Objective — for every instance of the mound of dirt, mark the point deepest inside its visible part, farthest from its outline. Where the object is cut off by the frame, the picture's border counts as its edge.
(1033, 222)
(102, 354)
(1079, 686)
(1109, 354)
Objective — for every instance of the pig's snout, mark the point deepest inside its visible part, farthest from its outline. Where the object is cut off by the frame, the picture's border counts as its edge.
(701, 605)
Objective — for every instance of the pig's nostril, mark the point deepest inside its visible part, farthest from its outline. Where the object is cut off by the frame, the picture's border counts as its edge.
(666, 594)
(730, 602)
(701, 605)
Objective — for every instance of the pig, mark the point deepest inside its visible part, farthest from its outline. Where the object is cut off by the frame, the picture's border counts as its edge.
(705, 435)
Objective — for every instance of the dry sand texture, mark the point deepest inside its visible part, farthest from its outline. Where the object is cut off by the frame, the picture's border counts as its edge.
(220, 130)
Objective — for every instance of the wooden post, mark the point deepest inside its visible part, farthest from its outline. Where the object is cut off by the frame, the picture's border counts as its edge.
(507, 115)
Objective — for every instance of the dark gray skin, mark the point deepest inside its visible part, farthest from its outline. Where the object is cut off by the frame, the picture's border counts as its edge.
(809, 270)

----

**Objective:** Turn every line of the records above into a numbered list, leaving out any blank lines.

**Answer in full:**
1. Objective — for every instance of the mound of dirt, mark the point deepest inside its visible part, farthest from its outline. Where the object is cut off by the frame, the picture's border counts as its edge.
2. (1033, 222)
3. (102, 354)
4. (1079, 686)
5. (1109, 354)
6. Objective — for every instance of the pig's snout, mark the point deepest inside its visible part, farthest from its outline. Where the object is cut off by the frame, the picture's border counts as its edge.
7. (701, 605)
8. Objective — for every instance of the pig's nostril, mark the point deepest inside its visible part, farthest from its outline. Where the object is cut off by the frame, the picture's border counts as its edge.
9. (666, 594)
10. (730, 602)
11. (701, 605)
12. Objective — for every instance of the pig, mark the point deepest inside its visible part, farthest from its outline. Where the object is cut off by the frame, the picture's border counts as its edge.
13. (705, 435)
14. Objective — for every instance of the dry sand texture, mark the point deepest inside its visible part, farthest from its outline. Where the object is cut off by the frame, the picture's border counts as its edge.
15. (220, 130)
16. Objective — for every instance of the wooden post, mark the point deepest inside its visible part, farthest from its outline. Where the object is cut off by the frame, the picture's border counts as its edge.
17. (507, 115)
18. Objective — for every instance of the dark gray skin, mark the point deepest inside its visible part, farthest from its outline. Where the object is cut off by the frame, the picture's border counts as its edge.
19. (809, 270)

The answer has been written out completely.